▶ [THE RECORDS]
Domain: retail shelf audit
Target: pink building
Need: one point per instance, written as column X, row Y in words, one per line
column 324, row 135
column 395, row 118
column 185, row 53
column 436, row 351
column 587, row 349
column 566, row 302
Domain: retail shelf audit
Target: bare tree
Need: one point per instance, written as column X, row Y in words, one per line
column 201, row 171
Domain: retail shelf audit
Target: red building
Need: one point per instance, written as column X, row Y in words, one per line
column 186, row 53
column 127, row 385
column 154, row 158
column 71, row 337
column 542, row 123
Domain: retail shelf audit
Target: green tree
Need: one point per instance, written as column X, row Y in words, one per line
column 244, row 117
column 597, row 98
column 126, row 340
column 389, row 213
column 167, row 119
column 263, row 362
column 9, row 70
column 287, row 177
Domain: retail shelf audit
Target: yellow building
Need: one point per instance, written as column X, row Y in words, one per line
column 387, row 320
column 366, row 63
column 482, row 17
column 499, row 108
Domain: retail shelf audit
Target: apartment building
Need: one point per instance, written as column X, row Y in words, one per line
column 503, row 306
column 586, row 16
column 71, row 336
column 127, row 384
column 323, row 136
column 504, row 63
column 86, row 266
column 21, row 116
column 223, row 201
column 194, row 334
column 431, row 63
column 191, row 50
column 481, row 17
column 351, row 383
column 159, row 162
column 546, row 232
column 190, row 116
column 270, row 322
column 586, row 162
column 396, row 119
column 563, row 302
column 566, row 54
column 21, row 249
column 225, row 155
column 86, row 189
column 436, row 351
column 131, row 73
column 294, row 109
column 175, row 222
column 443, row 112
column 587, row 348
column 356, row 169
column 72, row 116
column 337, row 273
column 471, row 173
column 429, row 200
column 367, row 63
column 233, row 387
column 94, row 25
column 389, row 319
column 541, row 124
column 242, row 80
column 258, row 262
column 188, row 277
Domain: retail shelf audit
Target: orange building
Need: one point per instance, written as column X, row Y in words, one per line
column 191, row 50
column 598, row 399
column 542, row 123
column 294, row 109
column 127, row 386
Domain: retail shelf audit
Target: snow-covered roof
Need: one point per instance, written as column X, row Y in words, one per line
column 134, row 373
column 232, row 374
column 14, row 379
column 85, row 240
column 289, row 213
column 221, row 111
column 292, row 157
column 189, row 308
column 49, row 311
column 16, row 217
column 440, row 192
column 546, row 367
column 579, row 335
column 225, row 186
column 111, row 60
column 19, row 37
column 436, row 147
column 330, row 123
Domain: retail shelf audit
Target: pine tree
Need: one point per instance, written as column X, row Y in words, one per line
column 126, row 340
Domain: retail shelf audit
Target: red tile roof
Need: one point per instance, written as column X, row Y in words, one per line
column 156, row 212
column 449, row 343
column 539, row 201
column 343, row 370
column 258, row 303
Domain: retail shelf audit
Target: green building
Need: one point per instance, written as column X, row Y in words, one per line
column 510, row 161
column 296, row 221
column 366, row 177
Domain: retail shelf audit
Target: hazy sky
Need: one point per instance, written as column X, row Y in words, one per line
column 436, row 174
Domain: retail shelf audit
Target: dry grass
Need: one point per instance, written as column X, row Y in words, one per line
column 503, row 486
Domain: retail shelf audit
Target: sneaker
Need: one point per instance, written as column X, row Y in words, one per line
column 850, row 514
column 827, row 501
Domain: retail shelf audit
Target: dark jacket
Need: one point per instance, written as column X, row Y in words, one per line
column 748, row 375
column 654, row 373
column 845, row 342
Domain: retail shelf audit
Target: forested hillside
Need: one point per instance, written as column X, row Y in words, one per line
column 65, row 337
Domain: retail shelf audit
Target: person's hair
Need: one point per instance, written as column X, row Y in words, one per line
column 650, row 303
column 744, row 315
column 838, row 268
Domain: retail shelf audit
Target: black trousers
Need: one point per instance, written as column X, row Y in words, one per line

▶ [DO THIS]
Please set down all of the material above again, word for word and line for line, with nothing changed.

▶ [WRITTEN REPLY]
Domain: retail shelf audit
Target: pink building
Need: one point per instance, written as column X, row Y in words, one per line
column 324, row 135
column 395, row 118
column 185, row 53
column 436, row 351
column 587, row 349
column 566, row 302
Domain: retail shelf audit
Target: bare tree
Need: one point per instance, written as column X, row Y in words, one per line
column 201, row 171
Domain: retail shelf audit
Target: red building
Need: one point per instance, written as column X, row Y in words, one per line
column 186, row 53
column 127, row 385
column 154, row 158
column 71, row 337
column 542, row 123
Domain: retail shelf audit
Target: green tree
Need: one point per instance, written as column X, row Y in words, one per line
column 244, row 117
column 597, row 98
column 126, row 340
column 389, row 213
column 167, row 119
column 263, row 362
column 9, row 70
column 287, row 177
Domain: retail shelf audit
Target: yellow building
Need: one point per instance, written as column X, row Y in words, one per line
column 387, row 320
column 366, row 63
column 482, row 17
column 499, row 108
Domain: retail shelf audit
Target: apartment building
Need: one point per instance, written as column X, row Y in words, one per line
column 503, row 306
column 586, row 16
column 71, row 336
column 127, row 384
column 323, row 136
column 504, row 63
column 86, row 266
column 21, row 116
column 223, row 201
column 194, row 334
column 431, row 63
column 191, row 50
column 481, row 17
column 351, row 383
column 159, row 162
column 546, row 232
column 190, row 116
column 270, row 322
column 586, row 162
column 396, row 119
column 563, row 302
column 566, row 54
column 21, row 249
column 225, row 155
column 86, row 189
column 436, row 351
column 131, row 73
column 294, row 109
column 175, row 222
column 443, row 112
column 587, row 348
column 356, row 169
column 72, row 116
column 337, row 273
column 471, row 173
column 429, row 200
column 367, row 63
column 233, row 387
column 94, row 25
column 389, row 319
column 541, row 124
column 242, row 80
column 258, row 262
column 188, row 277
Domain: retail shelf audit
Target: orange building
Need: one point per instance, written as column X, row Y in words, one per line
column 191, row 50
column 598, row 399
column 542, row 123
column 294, row 109
column 127, row 386
Domain: retail shelf audit
Target: snow-covered roof
Need: one point per instance, written as column X, row Y in words, one per line
column 134, row 373
column 232, row 374
column 14, row 379
column 85, row 240
column 289, row 213
column 221, row 111
column 292, row 157
column 189, row 308
column 49, row 311
column 16, row 217
column 440, row 192
column 546, row 367
column 579, row 335
column 225, row 186
column 111, row 60
column 19, row 37
column 436, row 147
column 330, row 123
Domain: retail shelf audit
Target: pine tree
Need: one point per instance, written as column X, row Y in words, one per line
column 126, row 340
Domain: retail shelf audit
Target: red tile roof
Need: one point per instance, written as column X, row Y in words, one per line
column 156, row 212
column 449, row 343
column 539, row 201
column 343, row 370
column 258, row 303
Domain: retail shelf audit
Target: green building
Need: one point per instance, written as column X, row Y in words, one per line
column 510, row 161
column 296, row 221
column 366, row 177
Domain: retail shelf audit
Target: hazy sky
Need: one point per instance, written as column X, row Y in words, one per line
column 436, row 174
Domain: retail shelf audit
Target: dry grass
Need: one point per instance, written as column X, row Y in words, one per line
column 503, row 486
Domain: retail shelf audit
Target: sneaker
Need: one point per instance, written as column X, row Y in words, one per line
column 850, row 514
column 827, row 501
Domain: retail shelf audit
Target: dark jacket
Need: one point per instance, written as column X, row Y in words, one per line
column 748, row 375
column 654, row 373
column 845, row 342
Domain: retail shelf audit
Target: forested hillside
Need: one point per instance, written as column X, row Y in words, one per line
column 65, row 337
Domain: retail shelf audit
Target: person's hair
Need: one point per instance, written as column X, row Y in words, one per line
column 650, row 303
column 744, row 315
column 838, row 268
Domain: retail shelf audit
Target: black trousers
Need: one point per instance, written as column X, row Y in words, one per line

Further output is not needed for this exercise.